== WHAT IS BEING ASKED ==
Set down exactly the lines from the one containing "the girl's hand" through the last line of the records below, both included, and nothing else.

=== AVAILABLE DATA ===

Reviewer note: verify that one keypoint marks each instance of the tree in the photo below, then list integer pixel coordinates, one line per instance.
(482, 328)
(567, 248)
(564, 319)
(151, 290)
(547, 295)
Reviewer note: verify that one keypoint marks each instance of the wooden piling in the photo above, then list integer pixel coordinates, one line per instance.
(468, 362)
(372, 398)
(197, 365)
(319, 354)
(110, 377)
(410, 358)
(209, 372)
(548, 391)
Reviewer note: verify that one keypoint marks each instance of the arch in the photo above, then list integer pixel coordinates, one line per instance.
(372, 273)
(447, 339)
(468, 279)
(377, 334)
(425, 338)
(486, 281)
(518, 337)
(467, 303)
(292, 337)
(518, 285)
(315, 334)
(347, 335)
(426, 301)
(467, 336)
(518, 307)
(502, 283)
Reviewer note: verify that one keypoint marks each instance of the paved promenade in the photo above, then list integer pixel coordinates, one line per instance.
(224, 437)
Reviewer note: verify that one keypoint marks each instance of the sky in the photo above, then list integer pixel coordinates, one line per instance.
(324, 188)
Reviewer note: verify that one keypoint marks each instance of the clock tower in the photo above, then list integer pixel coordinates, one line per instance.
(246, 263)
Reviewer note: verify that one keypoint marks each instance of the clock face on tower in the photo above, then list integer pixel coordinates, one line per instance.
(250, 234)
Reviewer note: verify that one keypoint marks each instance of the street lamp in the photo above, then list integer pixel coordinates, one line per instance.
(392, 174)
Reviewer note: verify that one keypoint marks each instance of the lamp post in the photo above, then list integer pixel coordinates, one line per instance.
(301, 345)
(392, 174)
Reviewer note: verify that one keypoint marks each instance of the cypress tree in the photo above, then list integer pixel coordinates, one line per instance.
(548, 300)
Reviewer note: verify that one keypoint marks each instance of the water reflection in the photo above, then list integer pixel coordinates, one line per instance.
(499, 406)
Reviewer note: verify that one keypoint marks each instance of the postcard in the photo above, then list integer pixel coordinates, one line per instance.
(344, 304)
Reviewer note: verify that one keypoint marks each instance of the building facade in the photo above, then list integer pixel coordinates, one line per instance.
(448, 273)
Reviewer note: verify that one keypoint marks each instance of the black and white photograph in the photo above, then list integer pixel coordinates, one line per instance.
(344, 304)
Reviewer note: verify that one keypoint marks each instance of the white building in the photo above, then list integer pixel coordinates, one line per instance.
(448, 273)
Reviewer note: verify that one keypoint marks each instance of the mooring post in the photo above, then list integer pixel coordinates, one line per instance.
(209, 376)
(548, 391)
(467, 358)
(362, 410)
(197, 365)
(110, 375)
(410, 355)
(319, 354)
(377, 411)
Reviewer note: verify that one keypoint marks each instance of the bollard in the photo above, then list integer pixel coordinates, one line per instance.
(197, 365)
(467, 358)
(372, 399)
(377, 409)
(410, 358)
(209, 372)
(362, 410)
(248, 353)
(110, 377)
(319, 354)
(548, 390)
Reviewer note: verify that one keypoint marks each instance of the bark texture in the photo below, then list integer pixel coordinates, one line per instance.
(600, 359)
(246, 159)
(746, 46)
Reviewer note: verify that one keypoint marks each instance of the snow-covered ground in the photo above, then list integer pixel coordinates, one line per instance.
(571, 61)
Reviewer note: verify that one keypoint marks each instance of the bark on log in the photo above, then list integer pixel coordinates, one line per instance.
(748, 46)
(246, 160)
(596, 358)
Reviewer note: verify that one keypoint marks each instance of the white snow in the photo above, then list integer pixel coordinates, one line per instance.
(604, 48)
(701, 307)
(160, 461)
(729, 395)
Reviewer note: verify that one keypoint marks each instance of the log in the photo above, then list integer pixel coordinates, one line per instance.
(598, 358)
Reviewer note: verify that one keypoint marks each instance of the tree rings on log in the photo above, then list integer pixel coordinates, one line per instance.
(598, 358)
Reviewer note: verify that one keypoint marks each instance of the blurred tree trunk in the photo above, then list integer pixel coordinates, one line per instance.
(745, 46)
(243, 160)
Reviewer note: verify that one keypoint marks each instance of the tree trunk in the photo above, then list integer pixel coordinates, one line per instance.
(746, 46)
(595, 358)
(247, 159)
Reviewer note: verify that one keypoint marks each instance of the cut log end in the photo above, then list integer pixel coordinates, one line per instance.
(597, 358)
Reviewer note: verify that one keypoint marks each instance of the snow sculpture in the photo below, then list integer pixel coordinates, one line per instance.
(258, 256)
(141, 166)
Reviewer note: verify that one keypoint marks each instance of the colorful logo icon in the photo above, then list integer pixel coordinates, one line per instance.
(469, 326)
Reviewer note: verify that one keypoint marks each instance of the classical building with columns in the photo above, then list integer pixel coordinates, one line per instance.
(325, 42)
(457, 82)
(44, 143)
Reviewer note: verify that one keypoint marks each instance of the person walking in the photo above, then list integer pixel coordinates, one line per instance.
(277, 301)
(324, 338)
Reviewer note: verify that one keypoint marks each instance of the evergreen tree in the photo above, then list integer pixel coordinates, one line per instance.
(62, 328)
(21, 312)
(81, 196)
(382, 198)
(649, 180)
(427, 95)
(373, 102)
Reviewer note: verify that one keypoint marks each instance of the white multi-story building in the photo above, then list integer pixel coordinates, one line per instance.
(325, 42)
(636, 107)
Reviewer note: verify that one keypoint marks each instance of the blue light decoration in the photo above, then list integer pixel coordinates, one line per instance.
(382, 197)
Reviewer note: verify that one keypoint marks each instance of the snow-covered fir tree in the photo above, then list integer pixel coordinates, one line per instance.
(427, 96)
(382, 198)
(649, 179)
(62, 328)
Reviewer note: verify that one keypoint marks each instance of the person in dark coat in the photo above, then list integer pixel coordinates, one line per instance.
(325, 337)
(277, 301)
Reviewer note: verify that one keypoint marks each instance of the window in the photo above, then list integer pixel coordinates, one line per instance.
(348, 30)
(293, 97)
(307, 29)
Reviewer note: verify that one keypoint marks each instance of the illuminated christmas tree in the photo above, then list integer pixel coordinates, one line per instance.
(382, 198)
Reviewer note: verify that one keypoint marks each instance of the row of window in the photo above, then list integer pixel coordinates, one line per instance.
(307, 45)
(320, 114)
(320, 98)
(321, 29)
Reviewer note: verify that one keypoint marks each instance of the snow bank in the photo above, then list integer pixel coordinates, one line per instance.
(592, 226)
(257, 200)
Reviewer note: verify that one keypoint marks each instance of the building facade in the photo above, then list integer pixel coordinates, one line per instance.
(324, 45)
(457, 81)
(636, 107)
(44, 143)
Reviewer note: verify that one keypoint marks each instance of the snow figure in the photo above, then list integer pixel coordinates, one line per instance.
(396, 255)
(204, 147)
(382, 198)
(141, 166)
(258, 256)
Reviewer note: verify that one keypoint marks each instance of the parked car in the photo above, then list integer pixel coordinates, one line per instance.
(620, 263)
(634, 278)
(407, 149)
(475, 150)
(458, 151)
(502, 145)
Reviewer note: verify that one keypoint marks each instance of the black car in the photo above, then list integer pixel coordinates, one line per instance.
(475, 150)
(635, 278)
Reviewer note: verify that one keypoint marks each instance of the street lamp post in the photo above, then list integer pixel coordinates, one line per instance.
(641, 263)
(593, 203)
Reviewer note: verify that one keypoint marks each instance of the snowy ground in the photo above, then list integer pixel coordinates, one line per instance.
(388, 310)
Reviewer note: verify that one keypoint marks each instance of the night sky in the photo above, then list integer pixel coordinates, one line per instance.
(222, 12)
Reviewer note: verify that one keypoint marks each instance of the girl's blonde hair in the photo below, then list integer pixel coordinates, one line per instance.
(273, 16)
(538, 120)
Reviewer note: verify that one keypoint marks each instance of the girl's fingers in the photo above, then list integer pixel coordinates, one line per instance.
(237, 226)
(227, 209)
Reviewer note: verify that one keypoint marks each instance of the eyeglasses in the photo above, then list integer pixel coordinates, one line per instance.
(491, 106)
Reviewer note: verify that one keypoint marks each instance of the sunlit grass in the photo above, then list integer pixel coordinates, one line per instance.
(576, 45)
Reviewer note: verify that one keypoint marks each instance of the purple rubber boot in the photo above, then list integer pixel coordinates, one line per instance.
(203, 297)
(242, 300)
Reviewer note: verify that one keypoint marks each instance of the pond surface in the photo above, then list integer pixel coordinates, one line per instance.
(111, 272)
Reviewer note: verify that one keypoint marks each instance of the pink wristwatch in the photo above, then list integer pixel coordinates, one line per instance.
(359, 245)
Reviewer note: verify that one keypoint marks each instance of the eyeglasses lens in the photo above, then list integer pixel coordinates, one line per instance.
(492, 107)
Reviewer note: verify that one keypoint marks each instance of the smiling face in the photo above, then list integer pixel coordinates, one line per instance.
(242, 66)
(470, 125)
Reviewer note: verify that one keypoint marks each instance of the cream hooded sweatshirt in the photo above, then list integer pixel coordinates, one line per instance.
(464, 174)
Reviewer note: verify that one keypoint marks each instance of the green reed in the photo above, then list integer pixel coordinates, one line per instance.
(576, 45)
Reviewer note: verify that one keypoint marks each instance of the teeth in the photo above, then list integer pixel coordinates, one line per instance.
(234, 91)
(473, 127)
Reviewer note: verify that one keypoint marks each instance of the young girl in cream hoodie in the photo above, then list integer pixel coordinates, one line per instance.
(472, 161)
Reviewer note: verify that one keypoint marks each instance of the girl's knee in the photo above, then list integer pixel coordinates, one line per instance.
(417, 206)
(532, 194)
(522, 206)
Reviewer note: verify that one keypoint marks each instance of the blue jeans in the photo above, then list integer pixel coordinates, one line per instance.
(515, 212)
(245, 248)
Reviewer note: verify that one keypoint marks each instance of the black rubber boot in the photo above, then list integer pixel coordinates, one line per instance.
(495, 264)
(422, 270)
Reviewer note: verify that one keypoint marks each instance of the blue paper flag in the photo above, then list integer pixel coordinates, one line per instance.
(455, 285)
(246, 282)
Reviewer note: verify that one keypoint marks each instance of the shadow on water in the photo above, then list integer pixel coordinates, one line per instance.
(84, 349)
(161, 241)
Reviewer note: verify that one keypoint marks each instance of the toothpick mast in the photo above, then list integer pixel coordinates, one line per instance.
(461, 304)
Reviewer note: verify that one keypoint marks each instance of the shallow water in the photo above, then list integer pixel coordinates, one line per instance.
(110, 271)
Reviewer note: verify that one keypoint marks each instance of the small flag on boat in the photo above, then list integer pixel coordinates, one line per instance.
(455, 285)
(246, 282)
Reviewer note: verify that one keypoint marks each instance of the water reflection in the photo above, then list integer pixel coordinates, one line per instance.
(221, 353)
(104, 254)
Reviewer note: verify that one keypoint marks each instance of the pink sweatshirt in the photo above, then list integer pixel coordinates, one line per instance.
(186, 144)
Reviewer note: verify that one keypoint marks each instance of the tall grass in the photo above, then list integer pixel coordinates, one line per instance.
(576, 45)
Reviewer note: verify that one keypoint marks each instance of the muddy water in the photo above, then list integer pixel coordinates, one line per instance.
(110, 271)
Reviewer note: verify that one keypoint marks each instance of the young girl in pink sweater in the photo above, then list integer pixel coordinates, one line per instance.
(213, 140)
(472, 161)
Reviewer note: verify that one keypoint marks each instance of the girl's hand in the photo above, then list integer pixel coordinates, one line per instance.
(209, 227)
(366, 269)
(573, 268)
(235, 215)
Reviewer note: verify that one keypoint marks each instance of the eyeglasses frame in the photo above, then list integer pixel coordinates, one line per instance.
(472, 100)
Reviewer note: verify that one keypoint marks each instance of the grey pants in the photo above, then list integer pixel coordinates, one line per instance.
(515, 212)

===

== RESPONSE BELOW ==
Reviewer note: verify that one keypoint marks each instance of the girl's hand in the photo above, then list integer pixel coordinates, one line per instance.
(209, 227)
(366, 269)
(573, 268)
(235, 215)
Reviewer note: verify that one keypoint marks each instance of the eyeglasses frame in the photo above, then list integer pixel coordinates, one line per instance.
(472, 100)
Reviewer note: verify that one keypoint marks each instance of the grey pants in the photo above, then list integer pixel coordinates, one line per instance.
(515, 212)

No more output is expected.